**Text block**
════════════════════
Re: [R] Need help

Thu, 04 Aug 2022 08:38:51 -0700 

And for the sake of completeness


which(!ok)
sapply(out_list[!ok], conditionMessage)

Hope this helps,

Rui Barradas

Às 16:24 de 04/08/2022, Rui Barradas escreveu:

Hello,

Like others have said, the root does depend on the seed but not by much.
Here is a loop finding the roots for seeds from 1 to 10,000.
I have defined a variable n == 1000 instead of having the calls to rnorm depend on a hard-coded constant. 



ff <- function(zz){
   inner = vector("numeric", length = s)
   for(k in 1:s){
     inner[k]=(1- lam*((1+b[k]*((zz-thr)/a[k]))^(-1/b[k])))
   }
   answer = mean(inner) - (1 - (1/r))
   return(answer)
}

n <- 1000
s <- n
lam <- 0.15
thr <- 70
r <- 10

up_lims <- 112.5   # found by trial and error to be nice most
                    # of the time, see mean(ok) below
out_list <- vector("list", length = 1e4)

for(i in seq_along(out_list)) {
   # give the user feedback
   if(i %% 100 == 0) print(i)

   set.seed(i)
   a <- rnorm(n, 110, 5)
   b <- rnorm(n, -0.3, 0.4)

   out_list[[i]] <- tryCatch(
     uniroot(ff, lower = 0, upper = up_lims),
     error = function(e) e
   )
}

ok <- !sapply(out_list, inherits, 'error')
mean(ok)
#[1] 0.9978

root <- sapply(out_list[ok], '[[', 'root')
hist(root)



Hope this helps,

Rui Barradas

Às 15:37 de 04/08/2022, Ebert,Timothy Aaron escreveu:

And one last edit.
Rstudio Environment shows out$root as 112. However, if I then print out$root I get 111.5303 which is much closer to the right answer. Entering values for ff, I can work out the answer to slightly more than 111.53030196. 

Regards,
Tim

-----Original Message-----
From: Ebert,Timothy Aaron <teb...@ufl.edu>
Sent: Thursday, August 4, 2022 10:28 AM
To: Ebert,Timothy Aaron <teb...@ufl.edu>; Md. Moyazzem Hossain <hossai...@juniv.edu>; J C Nash <profjcn...@gmail.com> 
Cc: r-help mailing list <r-help@r-project.org>
Subject: RE: [R] Need help

I wish I could edit my earlier reply.
ff(144.43) returns 0.03142121, but ff(144.44) returns NaN.
ff(12) returns -0.1468287

out=uniroot(ff, lower=12, upper =144) does not have errors.
out is a list of 5.
$root is 112
$f.root is 1.09e-08
$iter is 5
$Init.it is NA
$estim.prec is 6.1e-05

Is this working?

Regards,
Tim

-----Original Message-----
From: R-help <r-help-boun...@r-project.org> On Behalf Of Ebert,Timothy Aaron 
Sent: Thursday, August 4, 2022 10:09 AM
To: Md. Moyazzem Hossain <hossai...@juniv.edu>; J C Nash <profjcn...@gmail.com> 
Cc: r-help mailing list <r-help@r-project.org>
Subject: Re: [R] Need help

[External Email]

A few issues
1) What does this function do? If you describe the problem and goal there might be a better answer. We appreciate seeing that you have attempted a solution, but you have trapped us all in blindly following your attempt.
════════════════════
**Things to do**
(a) From the uniroot thread, list each component of out that the reply sent at 10:28 AM reports, along with its value.
(b) Pick up the uniroot thread after its final sentence and keep writing.

**Source material**
════════════════════
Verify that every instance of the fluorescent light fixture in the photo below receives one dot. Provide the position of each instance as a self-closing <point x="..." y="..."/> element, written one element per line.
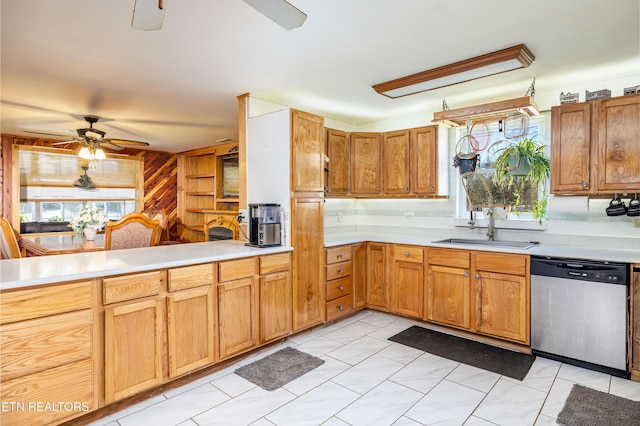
<point x="279" y="11"/>
<point x="510" y="59"/>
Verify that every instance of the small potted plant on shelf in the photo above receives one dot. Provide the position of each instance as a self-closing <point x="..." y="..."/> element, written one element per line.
════════════════════
**Results of the tasks**
(a)
$root: 112
$f.root: 1.09e-08
$iter: 5
$Init.it: NA
$estim.prec: 6.1e-05

(b)
2) This is an error checking phase of programming. Setting the seed is a good idea. Just remember to unset the seed after finishing the debugging phase.
3) In uniroot you call the function, but the function expects an argument (zz) that is not provided, and there is no default.
4) I set.seed(42), and entered ff(12) getting an answer of -0.1468287. Is this the expected result? 

Regards,
Tim

-----Original Message-----
From: R-help <r-help-boun...@r-project.org> On Behalf Of Md. Moyazzem Hossain 
Sent: Thursday, August 4, 2022 9:50 AM
To: J C Nash <profjcn...@gmail.com>
Cc: r-help mailing list <r-help@r-project.org>
Subject: Re: [R] Need help

[External Email]

Dear JN,

Thanks.
I do not check whether the function actually crosses zero or not. However, by assumption, the value would be greater than zero. 

Hossain

On Thu, Aug 4, 2022 at 2:40 PM J C Nash <profjcn...@gmail.com> wrote:


Have you checked that your function actually crosses zero?

You should also set a seed if you want a reproducible result.

JN

On 2022-08-04 09:30, Md. Moyazzem Hossain wrote:

Dear R Experts,

I hope that you are doing well.

I am facing a problem to find out the value of the following
function. I need help in this regard.

#####
a=rnorm(1000, 110, 5)
b = rnorm(1000, -0.3, 0.4)
s = length(a)
lam=0.15
thr=70
r= 10

ff = function(zz){
    inner = vector("numeric", length = s)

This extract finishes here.